====== Material supplied

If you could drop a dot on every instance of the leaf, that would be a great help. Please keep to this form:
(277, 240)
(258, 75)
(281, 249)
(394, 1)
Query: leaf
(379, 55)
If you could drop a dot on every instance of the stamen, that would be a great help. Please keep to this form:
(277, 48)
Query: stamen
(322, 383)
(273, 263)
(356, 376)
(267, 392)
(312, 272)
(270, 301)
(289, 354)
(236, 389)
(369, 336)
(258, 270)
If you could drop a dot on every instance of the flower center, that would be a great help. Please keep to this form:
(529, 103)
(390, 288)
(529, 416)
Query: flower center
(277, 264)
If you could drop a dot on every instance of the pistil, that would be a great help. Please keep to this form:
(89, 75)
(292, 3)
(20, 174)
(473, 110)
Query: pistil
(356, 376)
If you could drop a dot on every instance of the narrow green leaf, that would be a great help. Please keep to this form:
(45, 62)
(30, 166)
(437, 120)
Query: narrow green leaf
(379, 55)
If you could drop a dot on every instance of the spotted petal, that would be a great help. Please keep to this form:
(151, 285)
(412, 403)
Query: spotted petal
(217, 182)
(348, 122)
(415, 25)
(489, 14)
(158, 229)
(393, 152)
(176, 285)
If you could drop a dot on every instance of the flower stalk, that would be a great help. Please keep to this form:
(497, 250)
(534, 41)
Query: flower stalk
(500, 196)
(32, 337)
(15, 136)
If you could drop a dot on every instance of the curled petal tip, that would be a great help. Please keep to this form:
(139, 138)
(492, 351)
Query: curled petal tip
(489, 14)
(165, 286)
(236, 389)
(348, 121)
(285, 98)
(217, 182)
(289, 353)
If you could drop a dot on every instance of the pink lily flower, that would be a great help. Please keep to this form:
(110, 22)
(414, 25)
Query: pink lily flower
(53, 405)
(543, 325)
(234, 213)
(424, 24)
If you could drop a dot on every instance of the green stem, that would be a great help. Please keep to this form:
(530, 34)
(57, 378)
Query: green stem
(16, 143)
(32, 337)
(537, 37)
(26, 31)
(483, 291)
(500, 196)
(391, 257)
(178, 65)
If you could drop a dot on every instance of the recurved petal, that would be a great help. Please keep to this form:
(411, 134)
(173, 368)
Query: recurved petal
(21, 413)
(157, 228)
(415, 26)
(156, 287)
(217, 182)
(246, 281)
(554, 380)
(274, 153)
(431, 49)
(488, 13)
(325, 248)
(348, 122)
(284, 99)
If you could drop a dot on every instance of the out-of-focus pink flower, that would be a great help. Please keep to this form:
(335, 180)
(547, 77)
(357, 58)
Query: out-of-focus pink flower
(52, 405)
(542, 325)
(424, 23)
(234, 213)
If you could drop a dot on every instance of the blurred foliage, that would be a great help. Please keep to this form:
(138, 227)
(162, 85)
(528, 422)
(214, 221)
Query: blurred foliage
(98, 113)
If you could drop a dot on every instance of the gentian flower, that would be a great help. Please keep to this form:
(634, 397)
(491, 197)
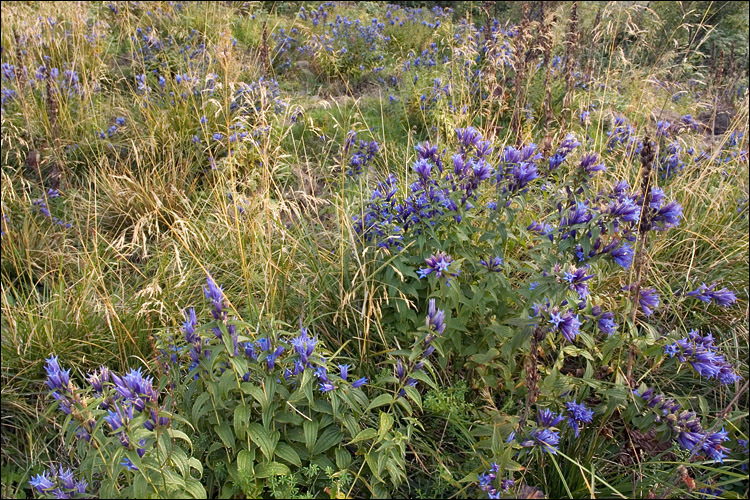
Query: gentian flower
(578, 414)
(623, 255)
(649, 300)
(494, 264)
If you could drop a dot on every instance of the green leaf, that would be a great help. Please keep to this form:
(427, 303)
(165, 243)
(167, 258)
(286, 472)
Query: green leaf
(269, 469)
(241, 420)
(386, 422)
(196, 464)
(245, 461)
(343, 458)
(414, 395)
(195, 488)
(265, 439)
(286, 452)
(197, 410)
(225, 433)
(364, 435)
(382, 400)
(255, 391)
(331, 436)
(175, 434)
(269, 388)
(311, 433)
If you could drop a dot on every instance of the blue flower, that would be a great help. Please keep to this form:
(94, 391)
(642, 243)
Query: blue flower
(359, 382)
(494, 264)
(438, 263)
(546, 418)
(578, 414)
(723, 297)
(326, 386)
(42, 483)
(623, 255)
(548, 439)
(606, 323)
(649, 300)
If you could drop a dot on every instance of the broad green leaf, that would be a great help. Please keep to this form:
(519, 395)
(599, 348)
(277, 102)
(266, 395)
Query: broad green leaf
(225, 433)
(265, 439)
(414, 395)
(197, 410)
(271, 469)
(386, 422)
(364, 435)
(311, 433)
(245, 461)
(241, 420)
(255, 391)
(343, 458)
(175, 434)
(330, 437)
(195, 488)
(382, 400)
(286, 452)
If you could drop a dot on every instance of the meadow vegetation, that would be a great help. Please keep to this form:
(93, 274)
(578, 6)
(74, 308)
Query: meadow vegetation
(347, 250)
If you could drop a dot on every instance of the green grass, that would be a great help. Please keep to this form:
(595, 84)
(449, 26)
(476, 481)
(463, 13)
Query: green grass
(150, 217)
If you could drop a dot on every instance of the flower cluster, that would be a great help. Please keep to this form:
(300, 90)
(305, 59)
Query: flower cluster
(486, 480)
(700, 351)
(723, 297)
(578, 414)
(60, 483)
(439, 264)
(435, 322)
(546, 435)
(686, 427)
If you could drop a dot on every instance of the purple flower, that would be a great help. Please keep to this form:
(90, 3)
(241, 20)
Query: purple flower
(215, 294)
(546, 418)
(723, 297)
(135, 388)
(589, 165)
(326, 386)
(521, 175)
(626, 209)
(623, 255)
(437, 263)
(578, 414)
(304, 345)
(57, 379)
(606, 323)
(577, 278)
(567, 323)
(423, 169)
(542, 228)
(42, 483)
(548, 439)
(128, 464)
(468, 137)
(703, 356)
(578, 215)
(667, 216)
(657, 197)
(649, 300)
(494, 265)
(189, 326)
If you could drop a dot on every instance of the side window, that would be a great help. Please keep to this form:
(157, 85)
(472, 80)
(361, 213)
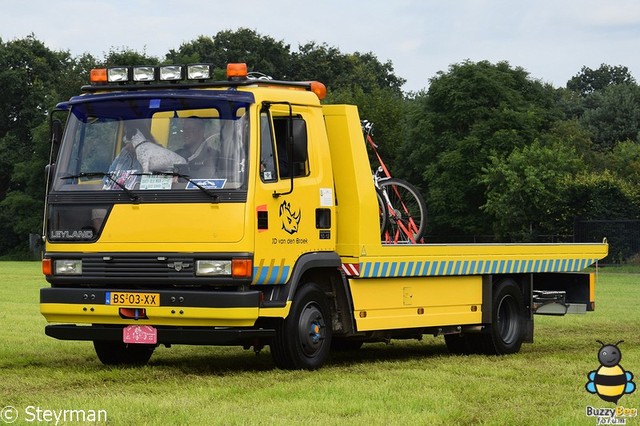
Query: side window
(292, 161)
(267, 159)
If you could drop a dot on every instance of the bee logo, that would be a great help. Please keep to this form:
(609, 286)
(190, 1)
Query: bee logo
(610, 381)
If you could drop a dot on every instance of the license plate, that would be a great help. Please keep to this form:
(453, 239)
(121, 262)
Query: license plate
(140, 334)
(132, 299)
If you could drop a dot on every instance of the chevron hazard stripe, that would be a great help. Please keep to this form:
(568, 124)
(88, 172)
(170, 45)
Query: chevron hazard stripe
(351, 269)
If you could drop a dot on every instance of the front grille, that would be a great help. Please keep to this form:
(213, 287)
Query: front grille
(160, 267)
(143, 271)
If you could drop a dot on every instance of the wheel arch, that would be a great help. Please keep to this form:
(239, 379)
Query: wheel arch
(525, 284)
(323, 269)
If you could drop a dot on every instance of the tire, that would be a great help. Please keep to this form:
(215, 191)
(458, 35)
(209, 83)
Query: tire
(303, 339)
(409, 211)
(382, 211)
(120, 353)
(506, 332)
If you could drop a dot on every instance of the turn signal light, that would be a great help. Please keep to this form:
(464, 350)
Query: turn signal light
(241, 268)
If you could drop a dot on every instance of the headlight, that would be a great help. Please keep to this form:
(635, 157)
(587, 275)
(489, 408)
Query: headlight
(68, 267)
(213, 267)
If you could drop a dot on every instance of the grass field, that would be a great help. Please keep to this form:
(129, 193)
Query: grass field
(405, 383)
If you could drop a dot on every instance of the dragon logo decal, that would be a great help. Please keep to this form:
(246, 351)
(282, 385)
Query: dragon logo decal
(290, 220)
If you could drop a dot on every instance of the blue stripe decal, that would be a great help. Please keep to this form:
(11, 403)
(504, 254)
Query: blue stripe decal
(366, 270)
(376, 268)
(263, 274)
(434, 268)
(449, 267)
(410, 269)
(278, 274)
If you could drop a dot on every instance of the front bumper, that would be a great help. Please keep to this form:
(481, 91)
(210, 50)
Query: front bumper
(166, 335)
(180, 308)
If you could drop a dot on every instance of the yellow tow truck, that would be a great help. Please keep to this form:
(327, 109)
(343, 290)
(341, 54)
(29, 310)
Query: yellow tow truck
(182, 210)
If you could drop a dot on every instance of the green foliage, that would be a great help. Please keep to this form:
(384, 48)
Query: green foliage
(613, 115)
(589, 81)
(474, 114)
(525, 191)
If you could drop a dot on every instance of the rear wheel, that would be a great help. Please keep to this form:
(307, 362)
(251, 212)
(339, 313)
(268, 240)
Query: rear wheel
(506, 332)
(120, 353)
(303, 339)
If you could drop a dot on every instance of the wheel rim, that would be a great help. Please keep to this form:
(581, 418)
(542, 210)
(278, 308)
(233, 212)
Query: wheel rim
(311, 330)
(507, 321)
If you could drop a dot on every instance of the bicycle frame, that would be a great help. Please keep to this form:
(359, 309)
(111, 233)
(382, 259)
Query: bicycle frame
(406, 229)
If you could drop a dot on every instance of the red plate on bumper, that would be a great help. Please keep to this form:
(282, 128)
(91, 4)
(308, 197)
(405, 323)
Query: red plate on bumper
(140, 334)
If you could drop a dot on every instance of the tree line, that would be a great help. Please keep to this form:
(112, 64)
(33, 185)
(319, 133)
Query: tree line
(496, 152)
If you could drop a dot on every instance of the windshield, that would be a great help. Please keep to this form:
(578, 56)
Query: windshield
(167, 142)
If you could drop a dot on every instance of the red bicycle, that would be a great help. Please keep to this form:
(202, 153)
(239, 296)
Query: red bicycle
(403, 211)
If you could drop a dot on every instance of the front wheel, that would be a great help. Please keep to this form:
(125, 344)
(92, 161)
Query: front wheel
(303, 339)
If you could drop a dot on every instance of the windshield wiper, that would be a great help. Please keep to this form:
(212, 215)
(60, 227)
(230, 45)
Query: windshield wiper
(213, 195)
(94, 175)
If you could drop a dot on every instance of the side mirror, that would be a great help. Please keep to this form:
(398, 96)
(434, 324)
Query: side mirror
(56, 132)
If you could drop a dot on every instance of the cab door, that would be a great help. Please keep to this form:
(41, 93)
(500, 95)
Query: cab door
(294, 193)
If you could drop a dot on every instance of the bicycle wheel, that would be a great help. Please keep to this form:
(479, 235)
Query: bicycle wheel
(382, 210)
(407, 211)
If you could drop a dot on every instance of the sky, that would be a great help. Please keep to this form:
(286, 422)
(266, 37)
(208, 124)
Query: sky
(551, 39)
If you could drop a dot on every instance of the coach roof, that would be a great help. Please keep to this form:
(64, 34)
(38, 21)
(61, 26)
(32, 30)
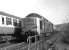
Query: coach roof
(6, 14)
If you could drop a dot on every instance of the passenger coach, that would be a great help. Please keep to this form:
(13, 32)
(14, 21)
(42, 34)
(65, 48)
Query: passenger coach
(8, 25)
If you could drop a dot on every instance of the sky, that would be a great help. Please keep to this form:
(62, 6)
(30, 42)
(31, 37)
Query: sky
(56, 11)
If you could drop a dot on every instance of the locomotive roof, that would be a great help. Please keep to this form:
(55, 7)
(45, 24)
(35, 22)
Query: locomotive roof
(34, 15)
(6, 14)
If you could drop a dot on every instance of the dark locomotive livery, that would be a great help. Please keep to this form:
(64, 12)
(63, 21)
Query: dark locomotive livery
(20, 28)
(9, 25)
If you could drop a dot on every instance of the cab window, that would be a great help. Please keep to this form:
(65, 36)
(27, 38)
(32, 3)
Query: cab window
(2, 20)
(8, 21)
(15, 22)
(40, 24)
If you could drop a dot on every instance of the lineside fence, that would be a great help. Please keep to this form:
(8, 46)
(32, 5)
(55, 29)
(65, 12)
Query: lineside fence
(34, 43)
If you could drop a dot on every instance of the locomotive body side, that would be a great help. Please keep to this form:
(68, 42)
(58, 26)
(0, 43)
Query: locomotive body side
(7, 26)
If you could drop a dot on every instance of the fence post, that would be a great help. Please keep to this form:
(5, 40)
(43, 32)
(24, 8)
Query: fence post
(29, 46)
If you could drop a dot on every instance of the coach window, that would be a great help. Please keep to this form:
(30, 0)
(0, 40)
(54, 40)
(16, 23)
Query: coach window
(19, 23)
(15, 22)
(40, 24)
(8, 21)
(2, 20)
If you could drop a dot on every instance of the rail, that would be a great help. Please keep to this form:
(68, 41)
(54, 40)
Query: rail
(37, 45)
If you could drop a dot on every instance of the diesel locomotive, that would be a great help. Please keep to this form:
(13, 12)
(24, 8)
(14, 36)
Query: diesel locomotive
(13, 27)
(9, 24)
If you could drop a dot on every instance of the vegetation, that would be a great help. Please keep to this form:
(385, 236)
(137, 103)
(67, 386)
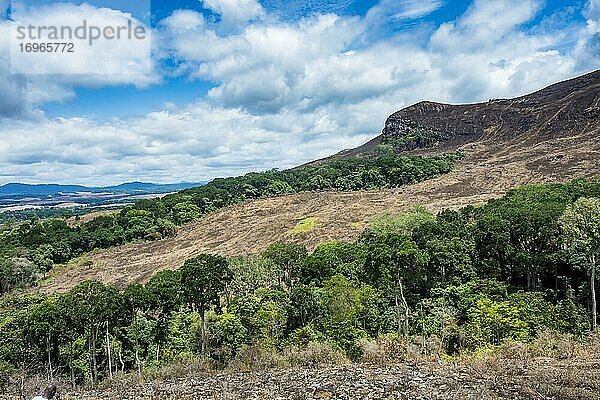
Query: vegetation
(28, 250)
(467, 279)
(415, 138)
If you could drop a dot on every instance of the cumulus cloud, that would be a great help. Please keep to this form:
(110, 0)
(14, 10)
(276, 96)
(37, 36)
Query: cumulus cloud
(26, 82)
(593, 10)
(235, 12)
(289, 92)
(160, 146)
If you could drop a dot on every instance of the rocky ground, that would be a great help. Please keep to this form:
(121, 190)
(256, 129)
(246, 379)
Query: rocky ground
(542, 378)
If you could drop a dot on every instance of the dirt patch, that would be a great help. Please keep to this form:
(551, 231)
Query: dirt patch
(488, 171)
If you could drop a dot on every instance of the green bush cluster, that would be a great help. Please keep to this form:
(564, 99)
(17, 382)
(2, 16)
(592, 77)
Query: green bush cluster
(47, 242)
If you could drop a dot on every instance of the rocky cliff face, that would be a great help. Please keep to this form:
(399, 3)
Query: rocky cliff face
(565, 109)
(561, 110)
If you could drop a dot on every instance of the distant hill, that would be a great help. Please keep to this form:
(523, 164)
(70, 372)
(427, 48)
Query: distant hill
(562, 110)
(552, 135)
(26, 190)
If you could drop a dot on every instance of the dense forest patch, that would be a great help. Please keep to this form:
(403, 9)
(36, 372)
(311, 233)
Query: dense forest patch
(452, 283)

============

_Task prompt_: Take the stretch of lines above from the one containing "of the diesel" through the one containing "the vegetation, that" and repeat it exactly, adding no other line.

_Result_:
If you could drop a dot on every instance of the diesel locomotive, that would be a great help. Please keep to this form:
(13, 12)
(24, 8)
(14, 36)
Query: diesel locomotive
(13, 27)
(9, 24)
If you could drop a dot on every instance of the vegetation, that would be a great help. Please keep to this form:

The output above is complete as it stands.